Extract to read
■ ■ ■ ■ ■ ■ ■

The fundamentally revised regulations on distance sales will come into force on 01.07.2021. In view of the…
The fundamentally revised regulations on distance sales will come into force on 01.07.2021. In view of the ongoing pandemic, the question arose as to whether their entry into force would be postponed yet again. In the meantime, it is now certain that there will be no further postponement. The German Ministry of Finance published a letter of guidance on the new regulations on 01.04.2021. Here we present the highlights contained in the Ministry’s letter, from the perspective of a distance seller.
The regulations on distance sales have been fundamentally revised. As part of the so-called e-commerce package, the regulatory change, originally planned for 01.01.2021, was postponed until 01.07.2021 due to the coronavirus pandemic at EU level. On this date, the previous country-specific thresholds for distance sales will be abolished and replaced by a uniform EU de minimis threshold of EUR 10,000. In order to avoid, to the greatest extent possible, the obligation for taxable persons to register in other EU Member States, the new taxation schemes, namely the One-Stop-Shop (OSS) and the Import-One-Stop-Shop (IOSS) will be made available. In view of the ongoing pandemic, the question arose as to whether the entry into force of the regulatory framework would be, once again, postponed. However, it is now clear that there will be no further postponement. The Federal Central Tax Office punctually activated the application for the use of the new taxation procedures in its online portal on 01.04.2021.
2 The new regulatory framework, from the perspective of the German tax authorities
In addition, the German Federal Ministry of Finance (BMF) has made the following clarifications relevant for distance sellers in its letter dated 01.04.2021:
- VAT registrations and OSS/IOSS are not mutually exclusive:Existing VAT registrations are harmless in terms of the use of OSS/IOSS. The only requirement is that all distance sales taxable within the EU are reported uniformly in OSS/IOSS.
- Relevant threshold of EUR 10,000 applies to 2020 and 2021:For the definition of the place of taxation in the taxable period 2021, the relevant supplies of services and intra-Community distance sales made in the calendar year 2020 and in the first half of 2021 are to be taken into consideration. A pro rata temporis allocation of the de minimis threshold is not to be made in the calendar year 2021.

■ ■ ■ ■ ■ ■ ■

Exercise prompt
Continue the text on the new EU distance-sales rules from the point where it stops.

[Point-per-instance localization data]

■ ■ ■ ■ ■ ■ ■

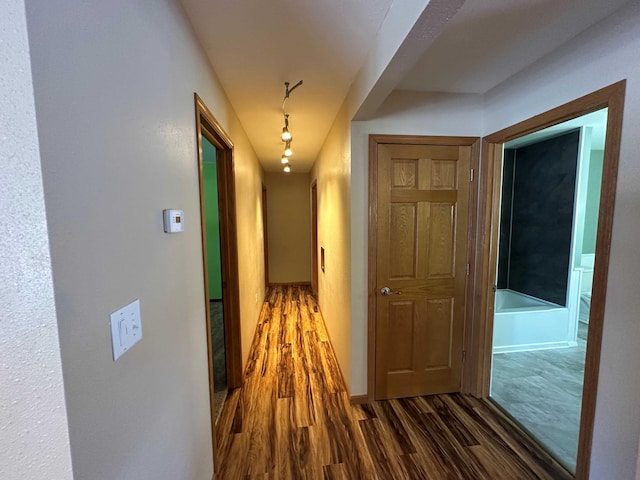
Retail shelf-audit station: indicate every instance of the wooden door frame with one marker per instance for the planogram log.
(374, 142)
(482, 335)
(265, 235)
(314, 237)
(207, 126)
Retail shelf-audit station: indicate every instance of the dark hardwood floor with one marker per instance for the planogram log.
(292, 418)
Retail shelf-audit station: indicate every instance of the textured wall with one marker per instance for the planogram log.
(114, 85)
(289, 227)
(34, 439)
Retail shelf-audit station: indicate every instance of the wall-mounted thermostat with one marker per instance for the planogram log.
(173, 221)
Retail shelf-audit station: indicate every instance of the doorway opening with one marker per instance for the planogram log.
(214, 271)
(498, 336)
(215, 167)
(546, 252)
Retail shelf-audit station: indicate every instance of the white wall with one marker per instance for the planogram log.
(406, 113)
(289, 227)
(34, 438)
(600, 56)
(114, 85)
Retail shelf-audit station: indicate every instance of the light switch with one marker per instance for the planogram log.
(126, 328)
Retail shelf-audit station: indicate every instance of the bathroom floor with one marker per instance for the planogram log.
(542, 390)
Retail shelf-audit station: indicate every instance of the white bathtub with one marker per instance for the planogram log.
(524, 323)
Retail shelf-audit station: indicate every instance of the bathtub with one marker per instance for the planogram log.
(524, 323)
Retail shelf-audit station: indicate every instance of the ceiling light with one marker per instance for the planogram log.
(286, 134)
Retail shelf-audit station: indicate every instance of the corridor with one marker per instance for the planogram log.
(292, 418)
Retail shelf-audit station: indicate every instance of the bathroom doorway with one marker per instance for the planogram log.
(547, 235)
(494, 146)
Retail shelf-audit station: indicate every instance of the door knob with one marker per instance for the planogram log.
(387, 291)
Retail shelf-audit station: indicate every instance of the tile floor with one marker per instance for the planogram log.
(542, 390)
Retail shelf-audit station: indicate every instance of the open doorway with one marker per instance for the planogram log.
(211, 213)
(216, 145)
(611, 98)
(546, 251)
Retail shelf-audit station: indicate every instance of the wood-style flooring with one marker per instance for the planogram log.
(292, 418)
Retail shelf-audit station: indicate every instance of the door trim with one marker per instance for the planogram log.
(374, 142)
(613, 98)
(207, 126)
(314, 237)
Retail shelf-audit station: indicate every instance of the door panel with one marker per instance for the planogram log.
(422, 200)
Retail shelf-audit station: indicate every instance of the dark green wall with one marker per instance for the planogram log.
(212, 221)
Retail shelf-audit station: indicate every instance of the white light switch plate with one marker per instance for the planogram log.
(126, 328)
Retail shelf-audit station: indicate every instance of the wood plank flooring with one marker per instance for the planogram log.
(292, 418)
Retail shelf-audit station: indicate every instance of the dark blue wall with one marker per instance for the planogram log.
(537, 218)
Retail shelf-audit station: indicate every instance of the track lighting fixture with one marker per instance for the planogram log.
(286, 134)
(287, 149)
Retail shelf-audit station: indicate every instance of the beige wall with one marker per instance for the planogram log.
(332, 173)
(289, 227)
(114, 85)
(34, 438)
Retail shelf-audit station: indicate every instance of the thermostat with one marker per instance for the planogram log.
(173, 221)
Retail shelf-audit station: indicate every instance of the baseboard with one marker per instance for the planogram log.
(359, 399)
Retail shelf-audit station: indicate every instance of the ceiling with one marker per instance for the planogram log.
(255, 46)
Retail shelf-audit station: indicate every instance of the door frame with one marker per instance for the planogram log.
(611, 97)
(207, 126)
(374, 142)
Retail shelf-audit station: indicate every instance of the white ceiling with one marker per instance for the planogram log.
(488, 41)
(255, 46)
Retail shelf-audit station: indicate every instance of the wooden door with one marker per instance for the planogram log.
(422, 201)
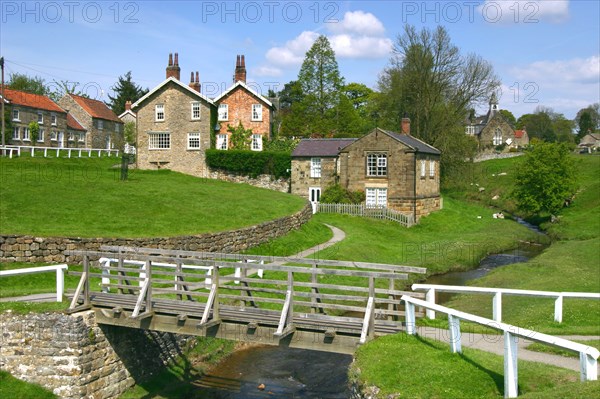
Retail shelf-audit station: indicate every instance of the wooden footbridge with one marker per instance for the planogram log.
(315, 304)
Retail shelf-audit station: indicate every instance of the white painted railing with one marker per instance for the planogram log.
(71, 152)
(431, 289)
(588, 356)
(60, 276)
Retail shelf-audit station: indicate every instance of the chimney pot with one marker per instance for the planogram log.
(405, 126)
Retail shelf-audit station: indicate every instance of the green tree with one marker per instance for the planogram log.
(125, 90)
(240, 137)
(546, 179)
(34, 131)
(34, 85)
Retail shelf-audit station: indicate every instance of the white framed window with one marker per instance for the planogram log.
(195, 111)
(376, 197)
(223, 112)
(193, 141)
(159, 112)
(315, 167)
(256, 142)
(497, 140)
(159, 141)
(222, 142)
(257, 112)
(377, 165)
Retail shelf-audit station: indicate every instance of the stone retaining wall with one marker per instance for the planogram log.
(262, 181)
(15, 248)
(74, 357)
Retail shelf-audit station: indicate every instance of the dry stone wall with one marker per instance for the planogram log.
(74, 357)
(15, 248)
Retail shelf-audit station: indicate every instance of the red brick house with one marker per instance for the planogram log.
(242, 104)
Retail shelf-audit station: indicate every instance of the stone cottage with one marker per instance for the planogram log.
(492, 130)
(174, 124)
(240, 103)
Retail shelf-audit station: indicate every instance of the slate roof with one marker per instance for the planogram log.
(95, 108)
(73, 124)
(412, 142)
(320, 147)
(36, 101)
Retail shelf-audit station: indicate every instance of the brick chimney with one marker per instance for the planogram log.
(405, 126)
(195, 84)
(173, 67)
(240, 69)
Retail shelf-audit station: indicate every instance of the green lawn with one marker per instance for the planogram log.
(85, 198)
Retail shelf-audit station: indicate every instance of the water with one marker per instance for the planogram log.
(280, 372)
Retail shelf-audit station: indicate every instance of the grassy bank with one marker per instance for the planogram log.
(85, 198)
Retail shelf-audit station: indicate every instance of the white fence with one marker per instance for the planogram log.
(70, 152)
(60, 276)
(497, 299)
(588, 356)
(406, 220)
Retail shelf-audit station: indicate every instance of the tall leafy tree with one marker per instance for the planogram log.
(125, 90)
(34, 85)
(546, 179)
(430, 81)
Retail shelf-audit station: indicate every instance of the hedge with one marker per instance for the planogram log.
(251, 163)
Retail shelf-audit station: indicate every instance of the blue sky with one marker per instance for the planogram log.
(545, 52)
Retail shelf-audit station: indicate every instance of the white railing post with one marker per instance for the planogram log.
(588, 367)
(430, 297)
(410, 319)
(558, 309)
(455, 337)
(60, 283)
(511, 377)
(497, 307)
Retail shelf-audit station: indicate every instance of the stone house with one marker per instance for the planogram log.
(25, 108)
(240, 103)
(315, 166)
(394, 170)
(492, 130)
(174, 125)
(103, 128)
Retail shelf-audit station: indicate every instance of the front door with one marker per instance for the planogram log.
(314, 196)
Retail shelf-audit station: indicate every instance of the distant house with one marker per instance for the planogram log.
(103, 128)
(174, 124)
(492, 130)
(128, 115)
(25, 108)
(315, 166)
(394, 170)
(240, 103)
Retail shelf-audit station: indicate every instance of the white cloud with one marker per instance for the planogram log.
(521, 12)
(358, 22)
(347, 46)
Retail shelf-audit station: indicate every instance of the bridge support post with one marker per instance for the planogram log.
(511, 376)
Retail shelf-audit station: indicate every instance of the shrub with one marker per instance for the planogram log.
(337, 194)
(251, 163)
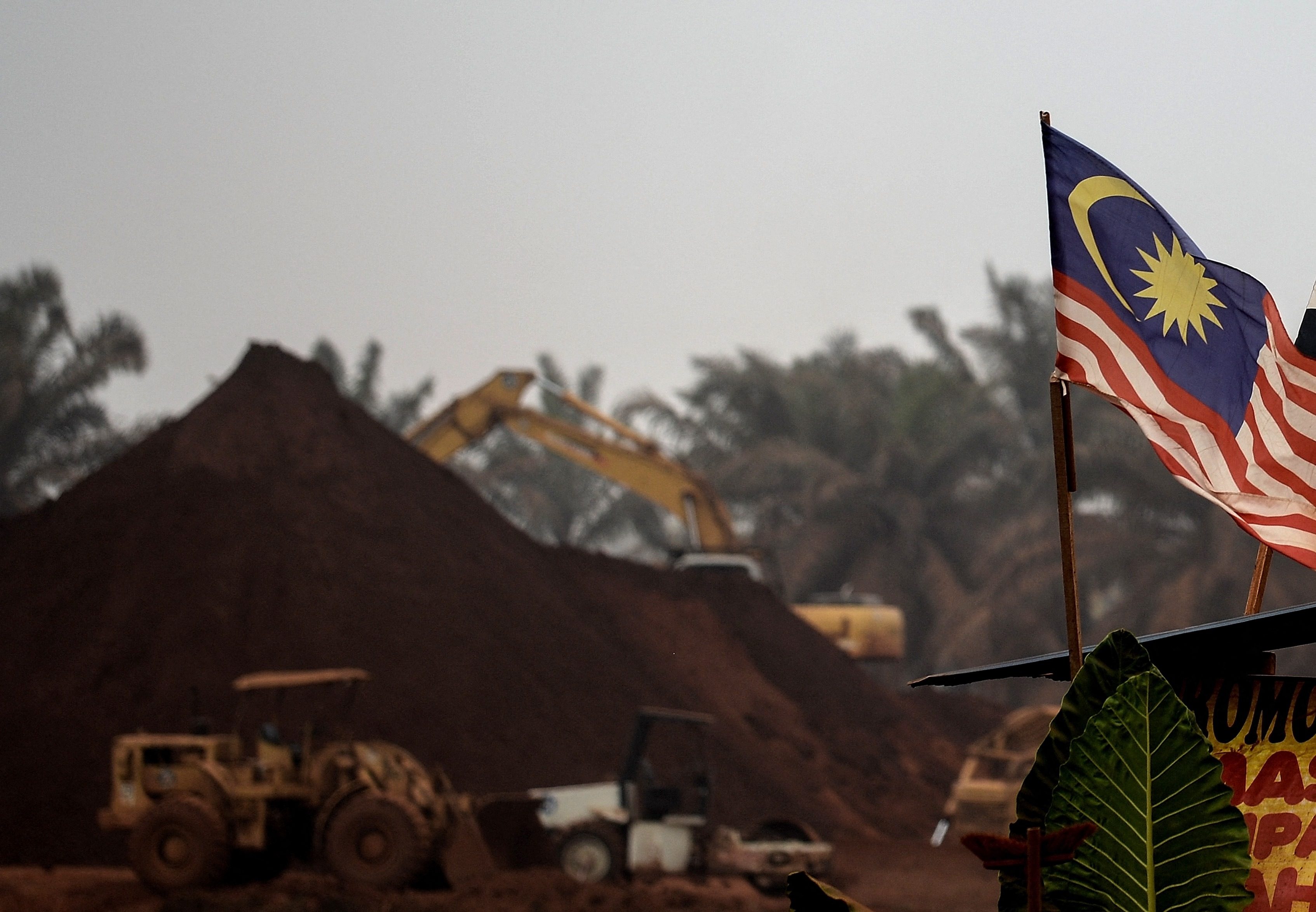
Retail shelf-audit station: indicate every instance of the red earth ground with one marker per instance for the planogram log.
(888, 877)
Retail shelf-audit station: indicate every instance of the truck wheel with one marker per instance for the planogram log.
(377, 840)
(181, 843)
(591, 853)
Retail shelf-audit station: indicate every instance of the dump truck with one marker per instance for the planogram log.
(621, 454)
(653, 819)
(197, 804)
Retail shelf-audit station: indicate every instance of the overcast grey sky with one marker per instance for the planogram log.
(630, 183)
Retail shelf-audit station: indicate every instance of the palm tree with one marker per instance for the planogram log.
(53, 431)
(398, 411)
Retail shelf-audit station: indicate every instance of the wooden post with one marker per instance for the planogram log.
(1259, 580)
(1066, 484)
(1034, 869)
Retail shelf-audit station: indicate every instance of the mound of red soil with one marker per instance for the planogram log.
(278, 527)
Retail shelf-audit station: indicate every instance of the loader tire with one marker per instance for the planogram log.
(377, 840)
(181, 843)
(593, 853)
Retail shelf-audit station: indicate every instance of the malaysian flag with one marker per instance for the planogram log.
(1194, 350)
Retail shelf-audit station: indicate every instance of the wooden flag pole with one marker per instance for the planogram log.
(1066, 484)
(1259, 580)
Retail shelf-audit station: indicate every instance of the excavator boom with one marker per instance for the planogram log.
(631, 460)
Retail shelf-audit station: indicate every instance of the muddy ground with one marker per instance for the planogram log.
(889, 877)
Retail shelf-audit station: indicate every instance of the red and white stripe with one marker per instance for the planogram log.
(1265, 475)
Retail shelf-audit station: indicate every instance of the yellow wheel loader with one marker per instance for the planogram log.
(198, 806)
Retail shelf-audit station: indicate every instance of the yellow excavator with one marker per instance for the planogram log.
(862, 630)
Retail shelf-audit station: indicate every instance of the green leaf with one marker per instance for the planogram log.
(811, 895)
(1115, 660)
(1169, 837)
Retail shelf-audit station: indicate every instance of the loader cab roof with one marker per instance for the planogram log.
(268, 681)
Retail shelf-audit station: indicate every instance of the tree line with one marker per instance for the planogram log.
(926, 478)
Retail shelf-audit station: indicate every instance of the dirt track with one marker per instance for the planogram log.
(889, 877)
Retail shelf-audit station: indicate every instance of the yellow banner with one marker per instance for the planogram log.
(1264, 731)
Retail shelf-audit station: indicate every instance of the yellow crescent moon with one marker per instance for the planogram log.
(1085, 195)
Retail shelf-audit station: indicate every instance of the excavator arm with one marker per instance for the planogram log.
(632, 460)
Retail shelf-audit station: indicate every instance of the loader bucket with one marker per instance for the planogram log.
(464, 855)
(512, 831)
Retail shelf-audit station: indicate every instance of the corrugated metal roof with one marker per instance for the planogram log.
(1219, 643)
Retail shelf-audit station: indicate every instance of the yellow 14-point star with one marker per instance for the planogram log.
(1181, 289)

■ ■ ■ ■ ■ ■ ■

Task result
- Transport initiated by the distance seller:The transport is initiated by the distance seller if he is directly or indirectly involved in it. Unfortunately, the BMF letter fails to adequately deal with the term “indirect involvement”.
- Distance sales from another EU Member State to own country of residence: Supplies to non-taxable persons from other EU Member States to the own country of residence must be reported in OSS/IOSS when using these schemes.
- Reporting of distance sales in OSS/IOSS:
- Taxable persons can report their participation in OSS/IOSS electronically to the Federal Central Tax Office (BZSt) as from 01.04.2021.
- The amounts in the OSS VAT return in Germany must be stated in euros unless the EU Member State, in whose territory the place of taxation is located, provides for the amounts to be stated in its national currency. If the national currency is not euros, the values shall be calculated and reported uniformly using the exchange rate determined by the ECB on the last day of the taxable period. The application of the average exchange rates, according to para. 16 sec. 6 German VAT Act, is explicitly excluded.
- Input VAT deduction of import VAT if IOSS is not used:
- Supply via own website: Where goods arrive in Germany from a third country and the supplier declares the import in Germany, he makes a taxable supply in Germany according to para. 3 sec. 8 German VAT Act. The distance sales regulation is then not applicable. The supplier can claim the import VAT incurred there as input VAT in his German VAT return.
- Supply via an online marketplace: If the distance sale takes place via an online marketplace, a chain transaction may be fictitious. If the distance seller declares the import in this case, he is liable for the import VAT. The BMF’s letter clarifies that, at the same time, only the online marketplace is entitled to deduct the import VAT as input VAT, as it has the power of disposal over the imported item.
- Input VAT deduction:
- EU taxable persons can claim input VAT incurred in the other EU Member State in the input VAT refund procedure according to the 2008/9 Council Directive, provided they report their sales in the OSS/IOSS and do not make any other outgoing transactions.
- Third-country taxable persons can claim input VAT amounts in the input VAT refund procedure according to the 13th Council Directive in Germany, even in the absence of reciprocity, insofar as the input transaction is directly related to an outgoing transaction reported in the OSS/IOSS. For input VAT which has arisen from other input transactions, the requirement of reciprocity remains.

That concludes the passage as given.